(Referring expression pointing data)
--- --- ---
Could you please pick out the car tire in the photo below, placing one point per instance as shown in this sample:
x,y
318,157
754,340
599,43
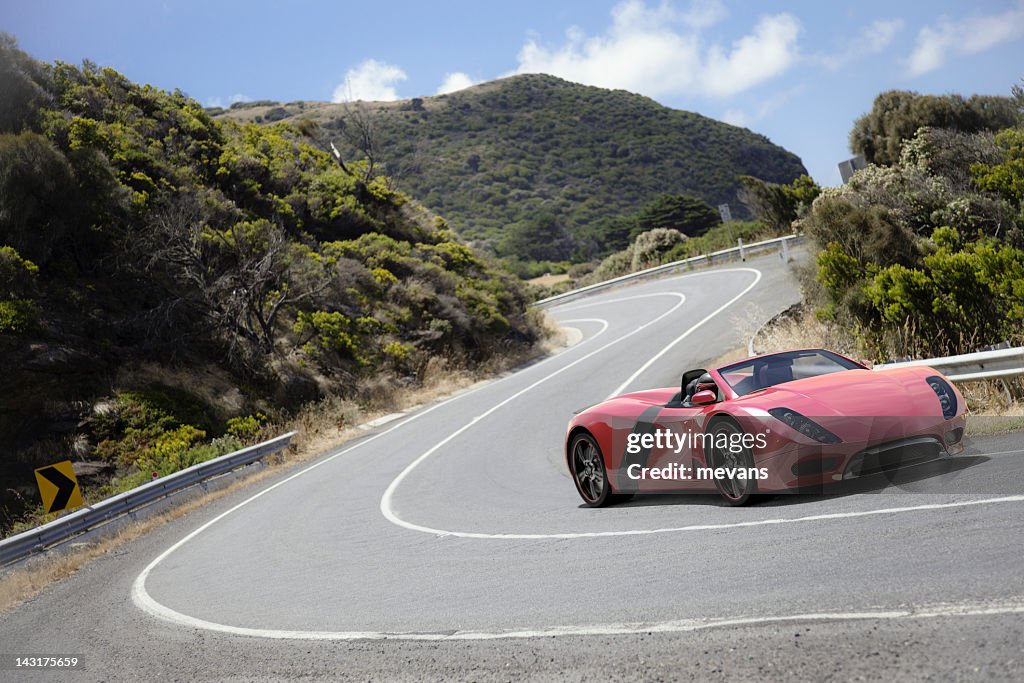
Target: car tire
x,y
589,472
734,492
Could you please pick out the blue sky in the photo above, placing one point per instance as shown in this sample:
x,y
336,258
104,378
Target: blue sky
x,y
797,72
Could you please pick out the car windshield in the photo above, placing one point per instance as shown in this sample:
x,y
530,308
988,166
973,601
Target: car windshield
x,y
767,371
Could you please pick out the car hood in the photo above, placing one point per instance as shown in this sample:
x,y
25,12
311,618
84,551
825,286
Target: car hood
x,y
856,403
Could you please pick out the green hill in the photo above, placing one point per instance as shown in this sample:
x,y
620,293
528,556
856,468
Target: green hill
x,y
163,273
500,153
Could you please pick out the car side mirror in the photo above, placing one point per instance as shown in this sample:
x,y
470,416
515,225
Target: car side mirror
x,y
705,397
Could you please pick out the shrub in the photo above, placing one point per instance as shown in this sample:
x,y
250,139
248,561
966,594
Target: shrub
x,y
247,427
649,246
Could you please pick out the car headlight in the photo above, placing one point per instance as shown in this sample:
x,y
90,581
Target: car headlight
x,y
947,397
805,426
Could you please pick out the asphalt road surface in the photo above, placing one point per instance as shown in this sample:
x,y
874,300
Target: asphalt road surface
x,y
452,544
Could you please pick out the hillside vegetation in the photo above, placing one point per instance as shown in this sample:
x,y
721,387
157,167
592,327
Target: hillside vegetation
x,y
168,282
923,254
535,147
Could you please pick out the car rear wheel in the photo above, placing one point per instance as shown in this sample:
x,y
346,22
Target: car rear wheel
x,y
735,489
589,473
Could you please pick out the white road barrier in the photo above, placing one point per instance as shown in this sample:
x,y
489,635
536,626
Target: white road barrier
x,y
999,364
58,530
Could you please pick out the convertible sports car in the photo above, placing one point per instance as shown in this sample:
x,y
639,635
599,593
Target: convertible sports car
x,y
773,423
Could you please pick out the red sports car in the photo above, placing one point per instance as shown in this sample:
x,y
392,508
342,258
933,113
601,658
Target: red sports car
x,y
779,422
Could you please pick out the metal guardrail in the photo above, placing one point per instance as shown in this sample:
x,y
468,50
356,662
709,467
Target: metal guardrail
x,y
782,244
25,544
995,365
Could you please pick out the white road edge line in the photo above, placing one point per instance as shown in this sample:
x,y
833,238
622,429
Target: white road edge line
x,y
387,508
686,334
144,601
1016,606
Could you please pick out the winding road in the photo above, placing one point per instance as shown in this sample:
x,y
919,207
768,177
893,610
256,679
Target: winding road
x,y
452,544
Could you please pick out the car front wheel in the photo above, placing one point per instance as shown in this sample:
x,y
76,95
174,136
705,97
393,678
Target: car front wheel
x,y
589,472
734,489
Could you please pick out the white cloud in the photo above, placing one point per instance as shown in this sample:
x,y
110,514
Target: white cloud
x,y
371,81
456,81
763,109
237,97
770,50
657,50
872,39
946,38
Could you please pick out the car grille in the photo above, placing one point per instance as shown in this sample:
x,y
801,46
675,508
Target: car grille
x,y
894,455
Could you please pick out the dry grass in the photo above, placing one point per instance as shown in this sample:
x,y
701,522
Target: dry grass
x,y
549,280
799,329
322,427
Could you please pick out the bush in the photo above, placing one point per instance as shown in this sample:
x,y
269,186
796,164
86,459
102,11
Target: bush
x,y
649,246
246,428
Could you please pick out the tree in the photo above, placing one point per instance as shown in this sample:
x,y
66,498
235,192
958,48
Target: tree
x,y
689,215
775,205
896,116
540,238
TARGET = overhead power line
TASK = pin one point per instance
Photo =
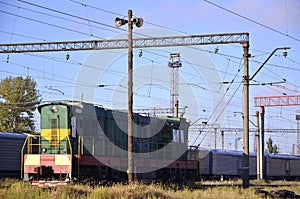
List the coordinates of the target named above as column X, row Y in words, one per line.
column 253, row 21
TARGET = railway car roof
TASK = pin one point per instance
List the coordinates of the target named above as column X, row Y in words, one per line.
column 229, row 152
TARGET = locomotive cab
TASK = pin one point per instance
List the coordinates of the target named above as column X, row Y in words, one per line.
column 54, row 160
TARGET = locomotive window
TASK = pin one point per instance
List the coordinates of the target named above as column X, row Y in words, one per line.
column 53, row 123
column 166, row 134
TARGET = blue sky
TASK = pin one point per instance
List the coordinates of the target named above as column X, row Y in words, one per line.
column 276, row 24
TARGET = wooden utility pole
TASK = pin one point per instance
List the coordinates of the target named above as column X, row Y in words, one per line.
column 262, row 167
column 130, row 100
column 245, row 174
column 257, row 140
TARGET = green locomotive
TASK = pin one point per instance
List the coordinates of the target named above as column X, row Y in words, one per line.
column 80, row 140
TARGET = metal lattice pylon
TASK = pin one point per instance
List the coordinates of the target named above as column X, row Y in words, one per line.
column 174, row 64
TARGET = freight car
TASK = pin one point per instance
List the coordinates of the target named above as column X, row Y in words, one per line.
column 81, row 140
column 222, row 164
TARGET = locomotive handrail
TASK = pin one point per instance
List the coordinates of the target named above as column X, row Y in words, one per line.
column 22, row 156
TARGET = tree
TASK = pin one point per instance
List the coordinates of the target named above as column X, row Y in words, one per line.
column 270, row 147
column 19, row 98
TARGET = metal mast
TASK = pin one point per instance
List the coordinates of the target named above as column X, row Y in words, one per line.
column 174, row 64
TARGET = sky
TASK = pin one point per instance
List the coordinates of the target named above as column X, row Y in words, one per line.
column 202, row 91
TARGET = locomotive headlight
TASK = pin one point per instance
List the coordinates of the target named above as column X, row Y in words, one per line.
column 54, row 109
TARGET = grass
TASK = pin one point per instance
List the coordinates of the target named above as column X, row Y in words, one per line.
column 13, row 189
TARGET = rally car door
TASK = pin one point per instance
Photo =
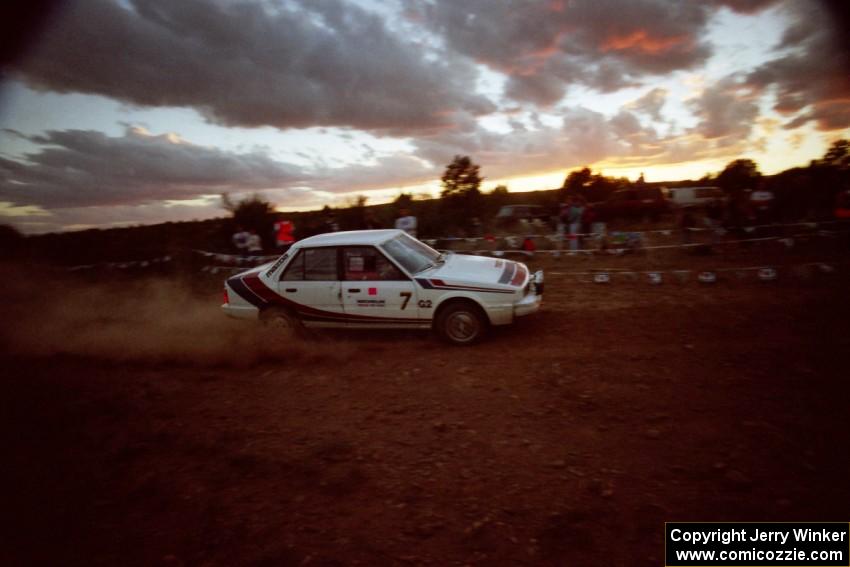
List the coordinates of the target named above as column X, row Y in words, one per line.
column 310, row 285
column 374, row 290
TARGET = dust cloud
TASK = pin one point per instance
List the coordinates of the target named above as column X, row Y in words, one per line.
column 153, row 320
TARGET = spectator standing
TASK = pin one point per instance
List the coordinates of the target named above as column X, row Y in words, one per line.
column 598, row 225
column 369, row 220
column 574, row 217
column 714, row 219
column 687, row 224
column 240, row 240
column 762, row 202
column 330, row 223
column 254, row 243
column 406, row 222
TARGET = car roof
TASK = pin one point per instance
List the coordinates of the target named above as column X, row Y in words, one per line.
column 351, row 237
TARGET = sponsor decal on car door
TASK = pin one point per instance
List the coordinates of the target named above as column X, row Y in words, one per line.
column 374, row 290
column 310, row 284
--- --- ---
What you are asked to do - Give the data above again exactly. Leave the pictures out.

Worked solution -
Could you please pick out the car tire in the photo below, placing one point per instance as shown in this sample:
x,y
318,157
754,340
599,43
Target: car tire
x,y
589,472
734,492
Could you please pick out the blue sky in the photo above, placing one point per instance as shown in this sample:
x,y
336,258
104,378
Target: blue sky
x,y
797,72
Could you please pick out the car windshield in the photo above, placing one point per instance as shown in this sample:
x,y
530,308
988,166
973,601
Target: car windshield
x,y
767,371
Could you please pick out the car hood in the photo above, placing one point per instance as shown in this sample:
x,y
25,12
311,618
84,551
825,286
Target: car hood
x,y
856,403
Could you please pick out the green hill in the photo above, placing one point per instance as shown in this sample:
x,y
620,293
528,556
856,468
Target: green hill
x,y
163,273
500,153
Could you please pick out the car side mirror in the photo above, placing one point per instance as shown in this sample:
x,y
470,416
515,225
Target: car side mirror
x,y
705,397
Could you please pick out the shrub in the photo above, placing one point per instance as shown in this sample:
x,y
250,139
248,561
966,594
Target: shrub
x,y
247,427
649,246
Could you please pick out the car headlight in the photo above, placing one point per instance as shown in this sample:
x,y
90,581
Target: car headlight
x,y
947,397
805,426
Could you please pick out the asphalt road surface in the photo above, placing one point per instance as shown in this sample:
x,y
874,300
Target: asphalt road surface
x,y
452,544
Could you please pick out the hillside vegetation in the photo above, placing one point per instance as shown in this sample:
x,y
721,387
157,167
592,327
Target: hillside vegetation
x,y
168,282
923,254
535,147
Could you please pick out the car rear wheel in the photo above, placing one point per instance as shown in this sample:
x,y
346,22
Target: car rear wheel
x,y
735,489
589,473
Could you please pick out the white road barrier in the photo above, placing one point per instance as shown in this sample:
x,y
489,635
536,626
Target: white road barrier
x,y
999,364
58,530
Could you please pick out the convertible sports car in the photo above, placing one point per instance as shown in this sample:
x,y
639,635
599,593
Target: convertible sports car
x,y
773,423
Could you please pick out the red sports car in the photo above, placing one point per instance as shown in this sample:
x,y
392,508
342,258
933,113
601,658
Target: red sports car
x,y
779,422
Could you please pick out the metal guardrail in the photo above, placing one point per instance as shown in this sample:
x,y
468,50
356,662
709,467
Target: metal guardrail
x,y
782,244
25,544
995,365
Could you please pick out the white road edge line in the photo above, placing one point per instance as shown in this sample:
x,y
833,238
622,429
Target: white road edge line
x,y
387,508
686,334
144,601
1016,606
Could you please pick out the winding road in the photo above, placing one point per instance as shown in this sample:
x,y
919,207
768,177
893,610
256,679
Target: winding road
x,y
452,544
Could you please pick out the car front wheel in the photo above, placing one point per instance as shown in this sample:
x,y
76,95
174,136
705,97
393,678
Target: car front wheel
x,y
589,472
734,489
Could you please pick out the white cloud in the photo above, placing one point per instance as shown in this sample:
x,y
110,514
Target: white cloud
x,y
371,81
456,81
763,109
237,97
770,50
657,50
872,39
946,38
Could you please pick out the car grille in the photo above, placing one point per instance as shown in this sample:
x,y
801,46
675,508
Target: car grille
x,y
894,455
Could you please pick out the dry grass in the photo above, placing one point per instance as shown in this sample:
x,y
701,522
Target: dry grass
x,y
549,280
799,329
322,427
Could you please pick out the bush in the photo above, placing one point per instance as shown in this sample:
x,y
269,186
796,164
86,459
102,11
Target: bush
x,y
649,246
246,428
Could you please pick out the tree in the photo above, placing one point per instance as shown in this sample:
x,y
66,498
235,192
958,48
Target: tree
x,y
689,215
775,205
896,116
540,238
TARGET = overhead power line
TASK = pin one point per instance
Photo =
List the coordinates of the target named above as column X, row Y in words, one per line.
column 253, row 21
TARGET = railway car roof
TASK = pin one point per instance
List the coordinates of the target named above as column X, row Y in words, one per line.
column 229, row 152
TARGET = locomotive cab
TASK = pin one point per instance
List the coordinates of the target named above as column X, row Y in words, one per line.
column 54, row 160
TARGET = locomotive window
TASK = pin one point per instance
List the coordinates of the target named above as column X, row Y in words, one per line.
column 53, row 123
column 166, row 134
TARGET = blue sky
TASK = pin one point per instance
List the coordinates of the target named above as column X, row Y in words, one per line.
column 276, row 24
TARGET = wooden utility pole
TASK = pin one point per instance
List the coordinates of the target named above as column X, row Y in words, one per line.
column 262, row 167
column 130, row 100
column 245, row 174
column 257, row 140
TARGET = green locomotive
TASK = pin one point per instance
List the coordinates of the target named above as column X, row Y in words, one per line.
column 80, row 140
TARGET = metal lattice pylon
TASK = pin one point per instance
List the coordinates of the target named above as column X, row Y in words, one per line.
column 174, row 64
TARGET = freight car
TASK = pin one point per instance
List the coordinates of the target named above as column X, row Y in words, one per line.
column 81, row 140
column 222, row 164
TARGET = locomotive handrail
TASK = pin one point per instance
List the coordinates of the target named above as column X, row Y in words, one per line.
column 22, row 156
TARGET = tree
TASK = pin one point per instance
List the coordinates of the target named above as column X, row Y in words, one per line.
column 270, row 147
column 19, row 98
TARGET = metal mast
TASK = pin one point per instance
List the coordinates of the target named above as column X, row Y in words, one per line.
column 174, row 64
TARGET = sky
TASK = pin one point per instance
List the coordinates of the target named above as column X, row Y in words, one per line.
column 202, row 91
TARGET = locomotive headlight
TASK = pin one point per instance
List the coordinates of the target named above as column X, row Y in words, one per line.
column 54, row 109
TARGET = grass
TASK = pin one point per instance
List the coordinates of the target named above as column X, row Y in words, one per line.
column 13, row 189
TARGET = rally car door
TASK = pin one point per instance
Photo =
List the coordinates of the target named above as column X, row Y in words, one per line.
column 310, row 285
column 374, row 290
TARGET = dust cloud
TASK = pin one point per instance
List the coordinates of the target named above as column X, row Y in words, one per line.
column 153, row 320
TARGET = spectator standing
TASK = pin one point per instance
List the coordinates of the target named above as column X, row Y in words, one per line.
column 598, row 225
column 369, row 220
column 574, row 217
column 714, row 219
column 687, row 224
column 240, row 240
column 762, row 202
column 330, row 223
column 254, row 243
column 406, row 222
TARGET = car roof
TASK = pin one point per instance
List the coordinates of the target named above as column X, row Y in words, one per line.
column 351, row 237
TARGET = sponsor decal on car door
TASK = pin one point per instance
List the coordinates of the target named above as column X, row Y in words, one per line.
column 374, row 290
column 310, row 284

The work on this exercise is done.